### Your objective
Transcribe exactly the lines from the one holding "Exercise. Point to every instance of the weathered" to the end of the data below, including both of those lines and no others.

### Source material
○ ○ ○
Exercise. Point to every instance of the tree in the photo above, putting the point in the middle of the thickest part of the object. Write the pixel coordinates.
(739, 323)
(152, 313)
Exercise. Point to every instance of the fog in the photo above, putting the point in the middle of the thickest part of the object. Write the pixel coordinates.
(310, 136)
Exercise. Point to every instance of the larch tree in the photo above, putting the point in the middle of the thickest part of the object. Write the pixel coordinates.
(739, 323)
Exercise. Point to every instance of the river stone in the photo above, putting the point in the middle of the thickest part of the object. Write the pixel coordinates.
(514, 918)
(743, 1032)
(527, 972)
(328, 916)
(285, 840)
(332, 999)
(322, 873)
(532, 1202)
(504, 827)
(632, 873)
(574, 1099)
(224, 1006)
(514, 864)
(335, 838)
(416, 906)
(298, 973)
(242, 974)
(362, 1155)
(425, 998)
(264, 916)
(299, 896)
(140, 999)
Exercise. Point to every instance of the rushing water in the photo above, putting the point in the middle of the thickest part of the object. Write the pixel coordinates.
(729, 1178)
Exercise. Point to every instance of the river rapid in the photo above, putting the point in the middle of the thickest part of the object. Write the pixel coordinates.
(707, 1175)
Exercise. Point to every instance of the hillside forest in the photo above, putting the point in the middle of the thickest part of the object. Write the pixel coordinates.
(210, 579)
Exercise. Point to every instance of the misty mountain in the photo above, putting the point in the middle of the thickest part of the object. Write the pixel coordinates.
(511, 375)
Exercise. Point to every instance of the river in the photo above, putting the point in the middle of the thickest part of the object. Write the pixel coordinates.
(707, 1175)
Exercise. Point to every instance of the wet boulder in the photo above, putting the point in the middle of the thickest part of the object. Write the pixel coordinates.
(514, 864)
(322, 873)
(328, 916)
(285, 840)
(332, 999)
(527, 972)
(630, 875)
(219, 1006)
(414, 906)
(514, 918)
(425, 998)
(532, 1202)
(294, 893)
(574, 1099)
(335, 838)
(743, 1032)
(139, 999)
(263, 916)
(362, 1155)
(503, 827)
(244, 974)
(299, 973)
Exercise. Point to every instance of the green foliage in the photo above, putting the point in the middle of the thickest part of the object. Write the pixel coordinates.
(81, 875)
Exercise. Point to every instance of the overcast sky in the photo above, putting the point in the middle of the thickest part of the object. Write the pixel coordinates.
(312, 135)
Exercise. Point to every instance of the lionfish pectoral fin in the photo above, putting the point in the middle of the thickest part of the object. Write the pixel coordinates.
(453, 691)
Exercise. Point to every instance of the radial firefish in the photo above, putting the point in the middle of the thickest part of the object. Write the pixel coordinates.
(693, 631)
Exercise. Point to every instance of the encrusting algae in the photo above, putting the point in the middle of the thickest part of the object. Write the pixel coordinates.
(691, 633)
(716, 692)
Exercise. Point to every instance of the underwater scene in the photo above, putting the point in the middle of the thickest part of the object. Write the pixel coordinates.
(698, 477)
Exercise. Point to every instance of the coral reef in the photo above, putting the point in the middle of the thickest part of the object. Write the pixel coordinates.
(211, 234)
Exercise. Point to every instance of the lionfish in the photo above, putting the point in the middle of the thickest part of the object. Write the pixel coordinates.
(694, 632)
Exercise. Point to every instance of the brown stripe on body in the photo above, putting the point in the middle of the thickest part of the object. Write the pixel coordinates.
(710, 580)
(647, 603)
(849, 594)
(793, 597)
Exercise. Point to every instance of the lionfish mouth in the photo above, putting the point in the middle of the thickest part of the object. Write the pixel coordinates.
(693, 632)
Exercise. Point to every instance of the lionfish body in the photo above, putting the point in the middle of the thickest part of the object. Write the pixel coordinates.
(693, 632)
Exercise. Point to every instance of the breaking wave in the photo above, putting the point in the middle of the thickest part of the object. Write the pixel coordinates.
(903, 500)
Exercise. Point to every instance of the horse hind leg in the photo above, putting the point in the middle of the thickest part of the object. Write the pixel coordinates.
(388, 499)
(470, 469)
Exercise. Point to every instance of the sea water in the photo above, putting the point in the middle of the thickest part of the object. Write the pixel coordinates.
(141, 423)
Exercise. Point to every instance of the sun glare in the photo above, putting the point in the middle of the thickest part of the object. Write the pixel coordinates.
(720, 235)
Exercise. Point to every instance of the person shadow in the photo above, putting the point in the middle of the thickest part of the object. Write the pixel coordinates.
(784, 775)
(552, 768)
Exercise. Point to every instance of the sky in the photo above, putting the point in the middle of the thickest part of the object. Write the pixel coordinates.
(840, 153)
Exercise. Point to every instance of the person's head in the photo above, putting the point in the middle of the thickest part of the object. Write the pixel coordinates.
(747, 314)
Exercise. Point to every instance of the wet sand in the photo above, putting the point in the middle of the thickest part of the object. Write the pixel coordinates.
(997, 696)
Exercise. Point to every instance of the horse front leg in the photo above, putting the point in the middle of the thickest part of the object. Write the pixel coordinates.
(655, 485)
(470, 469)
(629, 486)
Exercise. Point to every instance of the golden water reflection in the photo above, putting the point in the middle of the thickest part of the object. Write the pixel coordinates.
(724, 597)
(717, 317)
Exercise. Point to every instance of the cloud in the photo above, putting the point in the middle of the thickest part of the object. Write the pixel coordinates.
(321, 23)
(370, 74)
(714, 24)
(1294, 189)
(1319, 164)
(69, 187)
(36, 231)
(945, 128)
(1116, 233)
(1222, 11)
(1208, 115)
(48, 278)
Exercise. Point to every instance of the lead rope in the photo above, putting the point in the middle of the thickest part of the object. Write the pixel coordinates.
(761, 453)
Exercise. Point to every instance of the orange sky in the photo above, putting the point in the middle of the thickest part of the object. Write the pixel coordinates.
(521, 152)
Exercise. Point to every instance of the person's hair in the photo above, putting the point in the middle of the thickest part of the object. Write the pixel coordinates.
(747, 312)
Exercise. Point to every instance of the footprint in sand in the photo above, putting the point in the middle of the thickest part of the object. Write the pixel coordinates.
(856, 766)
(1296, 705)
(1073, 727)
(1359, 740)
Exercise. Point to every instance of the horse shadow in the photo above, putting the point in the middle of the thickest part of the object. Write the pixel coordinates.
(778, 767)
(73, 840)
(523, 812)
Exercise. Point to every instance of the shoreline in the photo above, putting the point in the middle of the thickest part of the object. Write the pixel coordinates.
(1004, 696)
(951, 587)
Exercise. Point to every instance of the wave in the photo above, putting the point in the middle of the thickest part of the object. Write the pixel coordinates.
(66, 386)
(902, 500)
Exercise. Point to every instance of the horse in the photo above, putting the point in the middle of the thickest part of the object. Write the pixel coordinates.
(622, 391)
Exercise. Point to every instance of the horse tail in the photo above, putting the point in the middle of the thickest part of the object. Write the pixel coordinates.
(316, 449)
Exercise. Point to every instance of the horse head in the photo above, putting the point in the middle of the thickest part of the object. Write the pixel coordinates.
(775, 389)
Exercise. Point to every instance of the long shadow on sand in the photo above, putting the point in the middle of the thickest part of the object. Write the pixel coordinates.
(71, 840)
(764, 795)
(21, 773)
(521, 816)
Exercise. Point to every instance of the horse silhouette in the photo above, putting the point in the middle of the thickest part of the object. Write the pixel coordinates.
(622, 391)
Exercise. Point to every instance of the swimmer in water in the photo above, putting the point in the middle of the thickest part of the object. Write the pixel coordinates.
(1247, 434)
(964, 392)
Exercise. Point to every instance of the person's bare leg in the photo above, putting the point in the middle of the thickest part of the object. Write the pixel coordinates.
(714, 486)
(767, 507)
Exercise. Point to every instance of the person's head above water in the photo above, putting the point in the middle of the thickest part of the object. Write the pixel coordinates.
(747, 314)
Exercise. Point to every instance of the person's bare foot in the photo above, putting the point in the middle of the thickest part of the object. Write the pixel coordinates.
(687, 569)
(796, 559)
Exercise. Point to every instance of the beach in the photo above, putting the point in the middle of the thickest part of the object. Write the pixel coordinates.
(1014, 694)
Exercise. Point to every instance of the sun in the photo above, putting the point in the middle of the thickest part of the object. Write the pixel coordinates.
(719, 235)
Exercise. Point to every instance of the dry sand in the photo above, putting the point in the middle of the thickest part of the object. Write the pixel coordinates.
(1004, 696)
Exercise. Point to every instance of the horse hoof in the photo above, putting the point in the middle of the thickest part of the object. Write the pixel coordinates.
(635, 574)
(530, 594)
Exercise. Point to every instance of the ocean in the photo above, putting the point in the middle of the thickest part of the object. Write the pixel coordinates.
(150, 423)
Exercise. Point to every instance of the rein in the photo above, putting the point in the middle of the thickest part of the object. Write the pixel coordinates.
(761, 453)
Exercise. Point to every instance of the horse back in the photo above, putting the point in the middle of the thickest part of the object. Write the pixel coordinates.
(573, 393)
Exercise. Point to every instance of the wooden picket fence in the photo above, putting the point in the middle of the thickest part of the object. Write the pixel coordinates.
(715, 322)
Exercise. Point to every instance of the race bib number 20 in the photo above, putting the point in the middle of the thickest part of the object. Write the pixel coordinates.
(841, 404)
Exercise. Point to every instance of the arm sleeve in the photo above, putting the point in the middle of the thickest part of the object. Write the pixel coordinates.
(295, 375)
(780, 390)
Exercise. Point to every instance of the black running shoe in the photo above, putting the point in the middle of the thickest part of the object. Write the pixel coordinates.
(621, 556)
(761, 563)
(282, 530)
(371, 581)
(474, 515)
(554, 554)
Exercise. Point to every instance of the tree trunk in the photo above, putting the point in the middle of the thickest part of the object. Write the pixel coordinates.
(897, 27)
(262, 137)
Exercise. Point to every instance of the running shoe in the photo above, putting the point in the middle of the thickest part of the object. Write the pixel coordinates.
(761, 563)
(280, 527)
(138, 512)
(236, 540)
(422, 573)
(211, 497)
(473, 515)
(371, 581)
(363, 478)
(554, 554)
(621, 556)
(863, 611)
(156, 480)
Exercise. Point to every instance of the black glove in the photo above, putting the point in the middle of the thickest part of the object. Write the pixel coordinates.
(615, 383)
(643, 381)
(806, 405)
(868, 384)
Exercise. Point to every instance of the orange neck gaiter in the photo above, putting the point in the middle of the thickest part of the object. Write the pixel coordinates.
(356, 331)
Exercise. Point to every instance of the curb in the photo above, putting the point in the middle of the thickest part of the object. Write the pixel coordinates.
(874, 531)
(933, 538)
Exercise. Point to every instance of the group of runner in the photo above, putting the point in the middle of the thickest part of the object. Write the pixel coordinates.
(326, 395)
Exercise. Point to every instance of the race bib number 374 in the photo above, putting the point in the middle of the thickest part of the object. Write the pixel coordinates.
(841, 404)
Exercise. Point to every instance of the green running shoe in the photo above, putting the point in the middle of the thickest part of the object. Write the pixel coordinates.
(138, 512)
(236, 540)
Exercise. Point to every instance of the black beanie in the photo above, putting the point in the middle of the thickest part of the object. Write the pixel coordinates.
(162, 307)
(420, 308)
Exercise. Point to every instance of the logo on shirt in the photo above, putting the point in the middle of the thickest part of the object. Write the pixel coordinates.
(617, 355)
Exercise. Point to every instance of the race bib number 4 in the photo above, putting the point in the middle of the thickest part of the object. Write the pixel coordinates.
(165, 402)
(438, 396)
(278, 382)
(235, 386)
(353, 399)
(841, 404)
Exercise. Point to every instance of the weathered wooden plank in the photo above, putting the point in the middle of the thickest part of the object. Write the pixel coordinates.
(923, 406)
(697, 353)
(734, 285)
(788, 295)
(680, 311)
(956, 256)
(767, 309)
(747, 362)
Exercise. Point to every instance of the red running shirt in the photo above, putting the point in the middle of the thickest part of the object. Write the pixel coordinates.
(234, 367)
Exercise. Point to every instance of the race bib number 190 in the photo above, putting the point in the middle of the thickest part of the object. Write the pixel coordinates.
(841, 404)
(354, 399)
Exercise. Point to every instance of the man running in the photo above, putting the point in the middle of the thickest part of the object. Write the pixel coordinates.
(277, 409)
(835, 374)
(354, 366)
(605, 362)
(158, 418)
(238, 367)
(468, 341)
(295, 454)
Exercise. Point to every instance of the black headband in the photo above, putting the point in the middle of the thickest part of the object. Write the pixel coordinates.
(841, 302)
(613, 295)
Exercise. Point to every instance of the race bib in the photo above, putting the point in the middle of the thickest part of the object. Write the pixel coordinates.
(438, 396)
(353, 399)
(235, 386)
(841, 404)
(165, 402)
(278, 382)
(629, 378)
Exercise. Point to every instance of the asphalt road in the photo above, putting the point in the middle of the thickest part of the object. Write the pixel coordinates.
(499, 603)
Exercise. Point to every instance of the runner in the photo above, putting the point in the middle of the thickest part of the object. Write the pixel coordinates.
○ ○ ○
### Task response
Exercise. Point to every instance of the weathered wooden plank in the photo above, putting the point in the middle of the thickest part of the object. Write the pixel coordinates.
(923, 406)
(697, 353)
(734, 285)
(788, 295)
(680, 311)
(956, 256)
(767, 309)
(747, 362)
Exercise. Point to every instance of the red running shirt in the photo above, putting the point in the middle of the thickest part of the object. Write the pixel coordinates.
(234, 367)
Exercise. Point to every instance of the race bib number 190 in the photo above, putting the point in the middle of the thickest part of the object. Write the pixel coordinates.
(841, 404)
(354, 399)
Exercise. Point to every instance of the man running in the photo above, putting the point in the middle of the thickest part of the object. Write the pixel coordinates.
(277, 409)
(835, 374)
(354, 366)
(605, 362)
(158, 418)
(238, 367)
(468, 341)
(295, 454)
Exercise. Point to every instance of the black headband in the photo above, putting the point in the middle of the thickest part of the object. Write the pixel coordinates.
(841, 302)
(613, 295)
Exercise. Point to every instance of the race bib in the photo above, putting the point in the middle of the thickest part of the object. Write the pixel coordinates.
(438, 396)
(353, 399)
(235, 386)
(841, 404)
(165, 402)
(278, 382)
(629, 378)
Exercise. Point to every instance of the asphalt road in the photo above, putting the point in the middle of the thickest part of the object. Write the pixel coordinates.
(499, 603)
Exercise. Point to every instance of the runner in the photo above, putting the point in the middle of the thickest part of the object. Write the pixel coordinates.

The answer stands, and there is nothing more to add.